DATA:
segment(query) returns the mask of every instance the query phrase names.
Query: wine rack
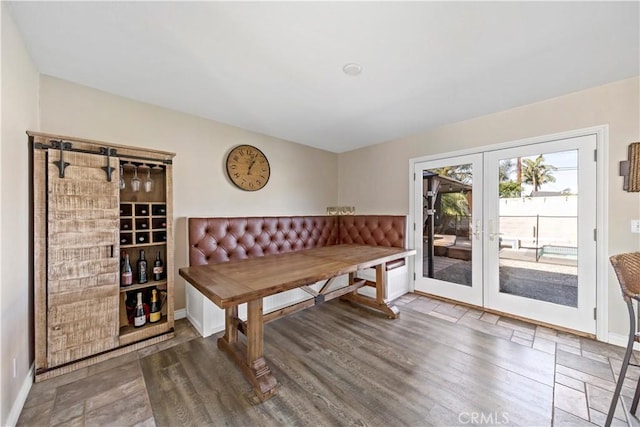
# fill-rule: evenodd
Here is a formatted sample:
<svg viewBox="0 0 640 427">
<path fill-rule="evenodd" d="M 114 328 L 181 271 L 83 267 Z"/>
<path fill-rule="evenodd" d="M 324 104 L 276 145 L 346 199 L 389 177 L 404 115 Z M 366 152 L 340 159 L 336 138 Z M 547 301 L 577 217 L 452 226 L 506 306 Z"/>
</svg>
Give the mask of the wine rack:
<svg viewBox="0 0 640 427">
<path fill-rule="evenodd" d="M 134 327 L 131 318 L 131 301 L 136 294 L 141 292 L 146 307 L 149 306 L 149 295 L 156 288 L 164 295 L 169 295 L 171 280 L 169 268 L 172 258 L 169 251 L 168 231 L 170 216 L 170 203 L 168 203 L 166 185 L 166 166 L 154 163 L 140 163 L 137 160 L 120 159 L 123 171 L 123 181 L 120 190 L 120 250 L 129 254 L 131 268 L 133 270 L 133 284 L 120 287 L 120 343 L 136 342 L 141 337 L 159 333 L 167 328 L 167 323 L 173 323 L 173 313 L 168 311 L 165 303 L 162 307 L 160 321 L 147 323 L 142 327 Z M 141 173 L 142 172 L 142 173 Z M 133 180 L 136 176 L 140 180 L 151 179 L 153 186 L 145 188 L 141 184 L 137 191 L 134 190 Z M 122 188 L 124 187 L 124 188 Z M 147 261 L 147 278 L 145 283 L 139 283 L 137 261 L 140 251 L 145 251 Z M 153 280 L 153 266 L 156 255 L 164 263 L 164 276 L 161 280 Z M 127 306 L 129 301 L 129 306 Z M 165 301 L 169 301 L 166 298 Z M 172 306 L 172 304 L 171 304 Z M 172 310 L 172 308 L 171 308 Z"/>
<path fill-rule="evenodd" d="M 166 210 L 165 204 L 120 203 L 120 247 L 166 243 Z"/>
</svg>

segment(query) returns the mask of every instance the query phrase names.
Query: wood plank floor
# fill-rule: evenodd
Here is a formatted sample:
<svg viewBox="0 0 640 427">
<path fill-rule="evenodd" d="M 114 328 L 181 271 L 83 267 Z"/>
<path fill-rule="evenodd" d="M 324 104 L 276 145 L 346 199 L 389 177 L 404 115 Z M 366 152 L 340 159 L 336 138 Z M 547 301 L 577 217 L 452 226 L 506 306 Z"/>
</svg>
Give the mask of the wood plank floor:
<svg viewBox="0 0 640 427">
<path fill-rule="evenodd" d="M 265 327 L 258 403 L 216 336 L 34 384 L 18 425 L 602 425 L 624 349 L 413 294 L 399 319 L 332 301 Z M 618 425 L 640 372 L 630 368 Z M 475 422 L 474 422 L 475 420 Z"/>
</svg>

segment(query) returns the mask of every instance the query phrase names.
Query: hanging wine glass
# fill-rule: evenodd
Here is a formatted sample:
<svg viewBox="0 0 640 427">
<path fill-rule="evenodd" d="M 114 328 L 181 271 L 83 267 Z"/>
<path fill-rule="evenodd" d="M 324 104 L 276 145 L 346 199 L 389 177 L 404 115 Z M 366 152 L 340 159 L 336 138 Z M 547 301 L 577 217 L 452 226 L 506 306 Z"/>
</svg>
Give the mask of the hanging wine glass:
<svg viewBox="0 0 640 427">
<path fill-rule="evenodd" d="M 133 166 L 133 178 L 131 178 L 131 190 L 135 193 L 140 191 L 140 178 L 138 178 L 138 165 Z"/>
<path fill-rule="evenodd" d="M 127 185 L 124 182 L 124 166 L 120 163 L 120 189 L 124 190 Z"/>
<path fill-rule="evenodd" d="M 153 191 L 153 180 L 151 179 L 151 165 L 147 169 L 147 179 L 144 181 L 144 191 L 151 193 Z"/>
</svg>

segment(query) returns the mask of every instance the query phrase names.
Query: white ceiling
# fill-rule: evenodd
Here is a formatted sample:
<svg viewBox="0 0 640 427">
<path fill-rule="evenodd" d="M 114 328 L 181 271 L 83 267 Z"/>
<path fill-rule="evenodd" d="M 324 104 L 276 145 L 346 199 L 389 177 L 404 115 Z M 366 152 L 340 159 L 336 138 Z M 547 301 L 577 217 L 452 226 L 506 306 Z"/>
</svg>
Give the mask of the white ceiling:
<svg viewBox="0 0 640 427">
<path fill-rule="evenodd" d="M 11 3 L 43 74 L 333 152 L 639 75 L 639 6 Z"/>
</svg>

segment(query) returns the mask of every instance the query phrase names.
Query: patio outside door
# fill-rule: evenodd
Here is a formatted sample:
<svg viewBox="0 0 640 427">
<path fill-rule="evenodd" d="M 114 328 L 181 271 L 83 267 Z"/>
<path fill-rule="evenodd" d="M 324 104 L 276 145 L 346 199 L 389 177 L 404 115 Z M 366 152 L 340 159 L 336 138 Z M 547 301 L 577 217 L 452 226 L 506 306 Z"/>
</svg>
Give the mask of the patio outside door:
<svg viewBox="0 0 640 427">
<path fill-rule="evenodd" d="M 588 135 L 416 163 L 415 289 L 595 334 L 595 148 Z"/>
<path fill-rule="evenodd" d="M 595 334 L 595 149 L 589 135 L 485 153 L 485 307 Z"/>
<path fill-rule="evenodd" d="M 481 306 L 482 154 L 418 163 L 415 177 L 416 290 Z"/>
</svg>

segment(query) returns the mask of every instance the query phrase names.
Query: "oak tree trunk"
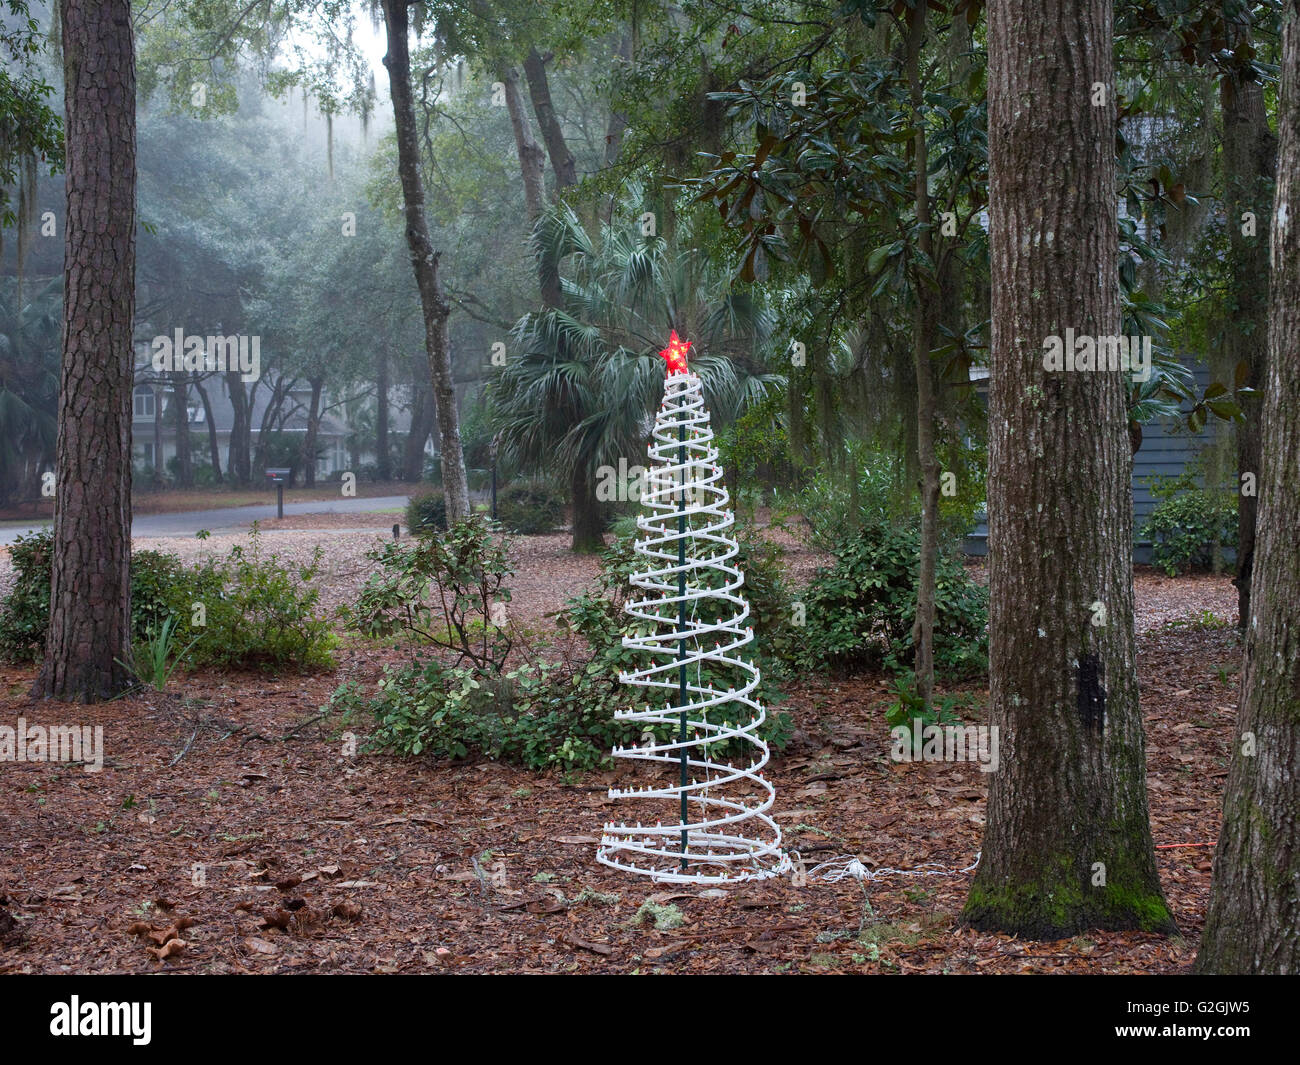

EXERCISE AIM: Output the listing above exactly as it stands; no picture should appear.

RESPONSE TO THIS EXERCISE:
segment(query) returns the mask of every instance the query phrase names.
Query: wine rack
# fill-rule: evenodd
Here is a formatted sample:
<svg viewBox="0 0 640 427">
<path fill-rule="evenodd" d="M 114 328 L 181 271 L 83 267 Z"/>
<path fill-rule="evenodd" d="M 324 104 L 276 145 L 346 199 L 389 177 L 404 115 Z M 366 152 L 340 159 L 336 138 Z M 547 301 L 577 217 L 452 226 L 506 306 Z"/>
</svg>
Give the mask of the wine rack:
<svg viewBox="0 0 640 427">
<path fill-rule="evenodd" d="M 134 327 L 131 318 L 131 301 L 136 294 L 141 292 L 146 307 L 149 306 L 149 295 L 156 288 L 164 295 L 169 295 L 171 280 L 169 268 L 172 258 L 169 251 L 168 231 L 170 216 L 170 203 L 168 203 L 166 185 L 166 166 L 154 163 L 140 163 L 137 160 L 120 159 L 123 171 L 123 181 L 120 190 L 120 250 L 129 254 L 131 268 L 133 270 L 133 284 L 120 287 L 120 343 L 136 342 L 141 337 L 159 333 L 167 328 L 167 323 L 173 323 L 173 313 L 168 311 L 165 303 L 162 307 L 160 321 L 147 323 L 142 327 Z M 141 173 L 142 172 L 142 173 Z M 133 180 L 136 176 L 140 180 L 151 179 L 153 186 L 145 188 L 141 184 L 137 191 L 134 190 Z M 122 188 L 124 187 L 124 188 Z M 147 261 L 147 278 L 145 283 L 139 283 L 137 261 L 140 251 L 145 251 Z M 153 280 L 153 266 L 156 255 L 164 263 L 164 276 L 161 280 Z M 127 306 L 129 301 L 129 306 Z M 165 301 L 169 301 L 166 298 Z M 172 306 L 172 304 L 171 304 Z M 172 310 L 172 308 L 171 308 Z"/>
<path fill-rule="evenodd" d="M 166 210 L 165 204 L 120 203 L 120 247 L 166 243 Z"/>
</svg>

segment(query) returns the mask of every instance the query phrase names.
Query: wood plank floor
# fill-rule: evenodd
Here is a formatted sample:
<svg viewBox="0 0 640 427">
<path fill-rule="evenodd" d="M 114 328 L 181 271 L 83 267 Z"/>
<path fill-rule="evenodd" d="M 324 104 L 276 145 L 346 199 L 389 177 L 404 115 Z M 366 152 L 340 159 L 336 138 Z M 547 301 L 577 217 L 452 226 L 506 306 Z"/>
</svg>
Give the mask of the wood plank floor:
<svg viewBox="0 0 640 427">
<path fill-rule="evenodd" d="M 265 327 L 258 403 L 216 336 L 34 384 L 18 425 L 602 425 L 624 349 L 413 294 L 399 319 L 332 301 Z M 618 425 L 640 372 L 630 368 Z M 475 422 L 474 422 L 475 420 Z"/>
</svg>

segment(query) returns the mask of every instance the query phrase names.
Query: hanging wine glass
# fill-rule: evenodd
Here is a formatted sample:
<svg viewBox="0 0 640 427">
<path fill-rule="evenodd" d="M 114 328 L 181 271 L 83 267 Z"/>
<path fill-rule="evenodd" d="M 324 104 L 276 145 L 346 199 L 389 177 L 404 115 Z M 366 152 L 340 159 L 336 138 Z M 547 301 L 577 217 L 452 226 L 506 306 Z"/>
</svg>
Give the mask of the hanging wine glass:
<svg viewBox="0 0 640 427">
<path fill-rule="evenodd" d="M 133 166 L 133 178 L 131 178 L 131 190 L 135 193 L 140 191 L 140 178 L 138 178 L 138 165 Z"/>
<path fill-rule="evenodd" d="M 127 185 L 124 182 L 124 166 L 120 163 L 120 189 L 124 190 Z"/>
<path fill-rule="evenodd" d="M 153 191 L 153 180 L 151 179 L 151 165 L 147 169 L 147 179 L 144 181 L 144 191 L 151 193 Z"/>
</svg>

segment(query) returns the mask of every instance the query phrase names.
Query: white ceiling
# fill-rule: evenodd
Here is a formatted sample:
<svg viewBox="0 0 640 427">
<path fill-rule="evenodd" d="M 114 328 L 181 271 L 83 267 Z"/>
<path fill-rule="evenodd" d="M 324 104 L 276 145 L 346 199 L 389 177 L 404 115 Z M 366 152 L 340 159 L 336 138 Z M 547 301 L 577 217 L 452 226 L 506 306 Z"/>
</svg>
Give the mask of the white ceiling:
<svg viewBox="0 0 640 427">
<path fill-rule="evenodd" d="M 11 3 L 43 74 L 333 152 L 639 75 L 639 6 Z"/>
</svg>

segment(query) returns the mask of every instance the query phrase names.
Query: patio outside door
# fill-rule: evenodd
Here is a formatted sample:
<svg viewBox="0 0 640 427">
<path fill-rule="evenodd" d="M 114 328 L 181 271 L 83 267 Z"/>
<path fill-rule="evenodd" d="M 324 104 L 276 145 L 346 199 L 389 177 L 404 115 Z M 366 152 L 340 159 L 336 138 Z M 547 301 L 577 217 L 452 226 L 506 306 Z"/>
</svg>
Give the mask of the patio outside door:
<svg viewBox="0 0 640 427">
<path fill-rule="evenodd" d="M 588 135 L 416 163 L 415 289 L 595 334 L 595 148 Z"/>
<path fill-rule="evenodd" d="M 595 334 L 595 149 L 589 135 L 485 153 L 485 307 Z"/>
<path fill-rule="evenodd" d="M 481 306 L 482 154 L 418 163 L 415 177 L 416 290 Z"/>
</svg>

segment(query) returns the mask of every instance the query phrase names.
Query: "oak tree trunk"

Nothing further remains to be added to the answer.